Research, travel, and legal dispatches from my Fulbright year in Bologna, Italy.
I took this month’s photos on a visit to Sarajevo, the capital of Bosnia and Herzegovina, to learn about constitutional development and rule of law in a post-conflict society. The trip was organized by the Center for Constitutional Studies and Democratic Development, a research institute that is jointly affiliated with the University of Bologna Faculty of Law and the John Hopkins University School of Advanced International Studies. My Fulbright project includes a constitutional law element — freedom of expression in Italy — which is how I became acquainted with the Center’s talented and gracious associates. In the coming days I am writing a more in-depth article about our findings in Sarajevo, but until then here are some visual highlights of the trip. Click photos to enlarge.

- [Stated problem]: According to the Sarajevo trip post, which organization arranged the visit?

- [Entries]:
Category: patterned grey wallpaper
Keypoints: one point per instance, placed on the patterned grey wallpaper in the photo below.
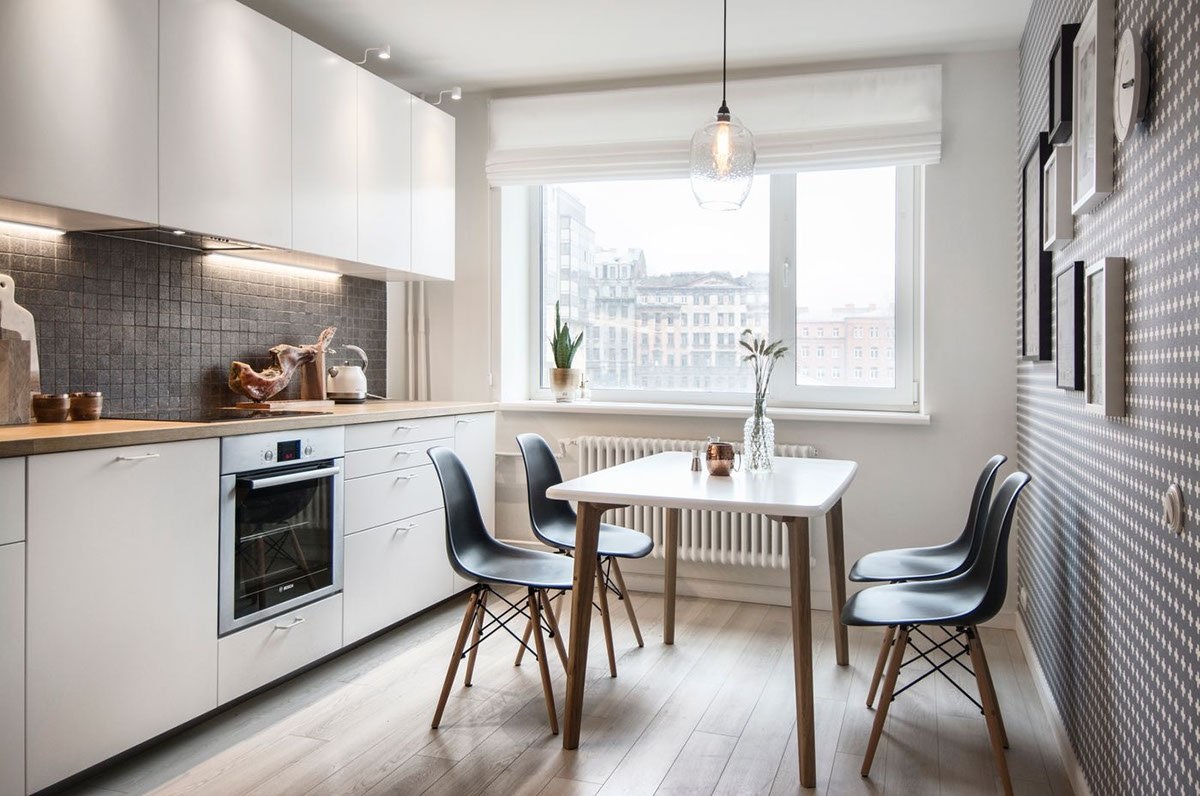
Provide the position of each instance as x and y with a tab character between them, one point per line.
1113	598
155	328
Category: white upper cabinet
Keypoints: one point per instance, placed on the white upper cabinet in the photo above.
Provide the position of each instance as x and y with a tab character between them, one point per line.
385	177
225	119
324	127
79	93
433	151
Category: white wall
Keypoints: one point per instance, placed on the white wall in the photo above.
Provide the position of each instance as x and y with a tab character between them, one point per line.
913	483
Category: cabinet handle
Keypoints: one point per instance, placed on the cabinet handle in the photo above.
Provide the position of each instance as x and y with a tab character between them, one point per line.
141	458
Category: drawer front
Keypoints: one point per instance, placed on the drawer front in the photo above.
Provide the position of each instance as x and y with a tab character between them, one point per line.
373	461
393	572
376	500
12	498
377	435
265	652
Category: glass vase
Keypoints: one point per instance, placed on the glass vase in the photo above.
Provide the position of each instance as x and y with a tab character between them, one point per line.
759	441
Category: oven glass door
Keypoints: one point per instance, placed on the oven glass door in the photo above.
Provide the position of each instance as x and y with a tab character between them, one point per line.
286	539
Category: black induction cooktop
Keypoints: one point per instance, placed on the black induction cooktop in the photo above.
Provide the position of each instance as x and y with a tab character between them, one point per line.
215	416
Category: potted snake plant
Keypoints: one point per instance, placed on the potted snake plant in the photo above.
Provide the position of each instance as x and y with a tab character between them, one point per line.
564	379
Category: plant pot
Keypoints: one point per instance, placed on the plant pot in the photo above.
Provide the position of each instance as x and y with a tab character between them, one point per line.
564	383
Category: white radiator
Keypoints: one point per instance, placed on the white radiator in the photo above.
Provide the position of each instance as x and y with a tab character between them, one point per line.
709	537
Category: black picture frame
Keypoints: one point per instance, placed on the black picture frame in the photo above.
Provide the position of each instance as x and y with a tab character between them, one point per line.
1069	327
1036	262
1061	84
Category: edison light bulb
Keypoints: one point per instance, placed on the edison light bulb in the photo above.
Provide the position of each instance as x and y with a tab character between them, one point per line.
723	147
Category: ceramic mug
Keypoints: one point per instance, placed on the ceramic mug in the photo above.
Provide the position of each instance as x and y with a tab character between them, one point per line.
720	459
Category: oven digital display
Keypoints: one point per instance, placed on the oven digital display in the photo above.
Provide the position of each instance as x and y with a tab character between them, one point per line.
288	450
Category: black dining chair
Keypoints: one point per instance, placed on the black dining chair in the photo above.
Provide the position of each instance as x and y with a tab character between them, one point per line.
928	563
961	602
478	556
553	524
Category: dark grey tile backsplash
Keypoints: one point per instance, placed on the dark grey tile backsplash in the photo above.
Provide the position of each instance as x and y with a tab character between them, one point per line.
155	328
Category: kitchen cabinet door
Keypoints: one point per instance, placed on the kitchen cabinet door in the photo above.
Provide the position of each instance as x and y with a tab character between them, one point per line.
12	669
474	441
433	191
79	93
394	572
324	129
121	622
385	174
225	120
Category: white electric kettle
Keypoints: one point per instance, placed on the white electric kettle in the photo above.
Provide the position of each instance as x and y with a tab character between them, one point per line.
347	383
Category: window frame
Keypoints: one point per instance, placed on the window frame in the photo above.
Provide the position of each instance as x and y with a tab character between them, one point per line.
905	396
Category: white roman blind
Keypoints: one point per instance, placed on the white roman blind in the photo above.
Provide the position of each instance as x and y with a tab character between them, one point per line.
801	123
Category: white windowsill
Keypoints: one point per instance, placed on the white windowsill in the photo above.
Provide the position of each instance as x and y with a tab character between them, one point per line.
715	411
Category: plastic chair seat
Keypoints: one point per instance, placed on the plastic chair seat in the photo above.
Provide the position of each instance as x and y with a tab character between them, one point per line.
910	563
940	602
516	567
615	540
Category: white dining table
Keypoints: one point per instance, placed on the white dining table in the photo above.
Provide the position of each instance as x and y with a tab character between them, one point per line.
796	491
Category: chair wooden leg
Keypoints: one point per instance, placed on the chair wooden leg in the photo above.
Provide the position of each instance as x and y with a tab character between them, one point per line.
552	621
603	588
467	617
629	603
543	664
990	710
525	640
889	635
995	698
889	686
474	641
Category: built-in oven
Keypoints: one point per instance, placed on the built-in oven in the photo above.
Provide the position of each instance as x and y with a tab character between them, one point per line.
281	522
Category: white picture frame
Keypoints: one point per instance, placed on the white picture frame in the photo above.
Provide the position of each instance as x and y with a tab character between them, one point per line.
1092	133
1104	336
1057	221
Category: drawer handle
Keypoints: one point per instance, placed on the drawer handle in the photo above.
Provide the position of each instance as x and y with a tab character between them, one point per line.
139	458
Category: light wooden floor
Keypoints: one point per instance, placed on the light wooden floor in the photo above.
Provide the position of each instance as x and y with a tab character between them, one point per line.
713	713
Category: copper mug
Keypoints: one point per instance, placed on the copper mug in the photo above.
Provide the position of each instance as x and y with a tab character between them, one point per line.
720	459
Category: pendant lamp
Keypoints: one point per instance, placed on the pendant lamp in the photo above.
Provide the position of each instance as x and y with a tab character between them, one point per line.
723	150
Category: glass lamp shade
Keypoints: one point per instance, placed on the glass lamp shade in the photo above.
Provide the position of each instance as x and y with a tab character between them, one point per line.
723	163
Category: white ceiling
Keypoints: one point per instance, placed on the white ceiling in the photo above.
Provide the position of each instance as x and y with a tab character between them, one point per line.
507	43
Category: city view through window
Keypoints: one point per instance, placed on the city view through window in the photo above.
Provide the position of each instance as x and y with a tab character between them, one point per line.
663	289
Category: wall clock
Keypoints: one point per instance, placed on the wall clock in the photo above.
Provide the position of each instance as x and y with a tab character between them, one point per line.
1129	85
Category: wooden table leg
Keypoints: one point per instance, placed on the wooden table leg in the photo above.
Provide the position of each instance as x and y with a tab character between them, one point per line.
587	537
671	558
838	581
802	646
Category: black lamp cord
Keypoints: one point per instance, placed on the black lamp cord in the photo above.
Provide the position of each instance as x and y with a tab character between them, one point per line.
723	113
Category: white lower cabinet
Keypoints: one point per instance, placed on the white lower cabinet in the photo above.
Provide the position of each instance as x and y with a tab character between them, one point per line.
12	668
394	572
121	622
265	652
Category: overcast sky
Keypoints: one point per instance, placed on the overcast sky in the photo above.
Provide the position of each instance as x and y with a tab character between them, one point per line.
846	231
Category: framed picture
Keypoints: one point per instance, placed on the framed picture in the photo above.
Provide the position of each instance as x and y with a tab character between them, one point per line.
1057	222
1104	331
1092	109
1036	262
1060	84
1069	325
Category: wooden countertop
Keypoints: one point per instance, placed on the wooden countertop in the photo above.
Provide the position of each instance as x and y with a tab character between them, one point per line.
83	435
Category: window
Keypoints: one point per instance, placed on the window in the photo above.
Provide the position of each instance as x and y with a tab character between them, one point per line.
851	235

--

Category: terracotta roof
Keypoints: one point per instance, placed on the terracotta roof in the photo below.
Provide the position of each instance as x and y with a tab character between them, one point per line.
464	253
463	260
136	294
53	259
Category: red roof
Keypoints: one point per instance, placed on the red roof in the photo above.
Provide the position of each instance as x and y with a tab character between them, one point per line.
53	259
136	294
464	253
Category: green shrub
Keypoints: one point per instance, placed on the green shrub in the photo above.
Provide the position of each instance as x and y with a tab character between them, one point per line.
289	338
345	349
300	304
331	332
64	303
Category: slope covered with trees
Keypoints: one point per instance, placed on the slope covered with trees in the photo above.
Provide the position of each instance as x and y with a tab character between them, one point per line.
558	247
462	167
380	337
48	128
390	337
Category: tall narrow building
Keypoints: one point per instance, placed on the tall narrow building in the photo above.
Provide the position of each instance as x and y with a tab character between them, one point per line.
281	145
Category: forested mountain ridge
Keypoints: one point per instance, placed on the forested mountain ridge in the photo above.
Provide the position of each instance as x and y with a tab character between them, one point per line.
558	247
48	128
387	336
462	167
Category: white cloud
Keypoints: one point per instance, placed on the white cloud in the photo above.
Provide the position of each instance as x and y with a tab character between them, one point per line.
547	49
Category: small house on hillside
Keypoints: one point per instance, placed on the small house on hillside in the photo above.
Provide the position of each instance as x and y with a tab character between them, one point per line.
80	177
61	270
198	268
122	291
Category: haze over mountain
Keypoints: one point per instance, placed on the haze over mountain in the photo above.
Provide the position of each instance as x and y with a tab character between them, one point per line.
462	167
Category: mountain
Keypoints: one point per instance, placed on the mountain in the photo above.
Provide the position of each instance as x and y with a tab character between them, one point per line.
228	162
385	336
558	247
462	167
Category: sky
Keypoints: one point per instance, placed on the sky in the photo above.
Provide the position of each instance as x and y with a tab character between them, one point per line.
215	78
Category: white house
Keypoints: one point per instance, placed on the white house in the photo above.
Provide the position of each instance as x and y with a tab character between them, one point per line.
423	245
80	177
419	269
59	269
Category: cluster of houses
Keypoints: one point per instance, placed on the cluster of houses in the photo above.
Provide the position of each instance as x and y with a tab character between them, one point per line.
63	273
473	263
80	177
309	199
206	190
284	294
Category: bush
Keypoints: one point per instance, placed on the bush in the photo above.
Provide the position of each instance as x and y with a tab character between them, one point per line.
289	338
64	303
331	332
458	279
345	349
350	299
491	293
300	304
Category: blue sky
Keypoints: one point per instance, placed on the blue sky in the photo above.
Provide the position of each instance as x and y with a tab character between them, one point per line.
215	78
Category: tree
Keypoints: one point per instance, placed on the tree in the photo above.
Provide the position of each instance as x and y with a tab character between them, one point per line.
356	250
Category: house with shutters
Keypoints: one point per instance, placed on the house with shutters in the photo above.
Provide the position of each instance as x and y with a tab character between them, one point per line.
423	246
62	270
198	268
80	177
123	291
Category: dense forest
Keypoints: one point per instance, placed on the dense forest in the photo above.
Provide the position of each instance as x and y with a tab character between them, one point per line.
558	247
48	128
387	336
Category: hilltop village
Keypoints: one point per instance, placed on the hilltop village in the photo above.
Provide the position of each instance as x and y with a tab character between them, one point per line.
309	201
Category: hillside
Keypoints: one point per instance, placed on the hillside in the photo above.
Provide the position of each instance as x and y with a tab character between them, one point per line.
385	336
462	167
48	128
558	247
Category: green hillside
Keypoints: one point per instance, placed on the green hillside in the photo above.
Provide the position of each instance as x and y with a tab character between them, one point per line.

* * *

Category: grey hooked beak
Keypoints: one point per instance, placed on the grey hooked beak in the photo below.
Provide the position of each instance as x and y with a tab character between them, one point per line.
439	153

- [The completed task]: The Center for Constitutional Studies and Democratic Development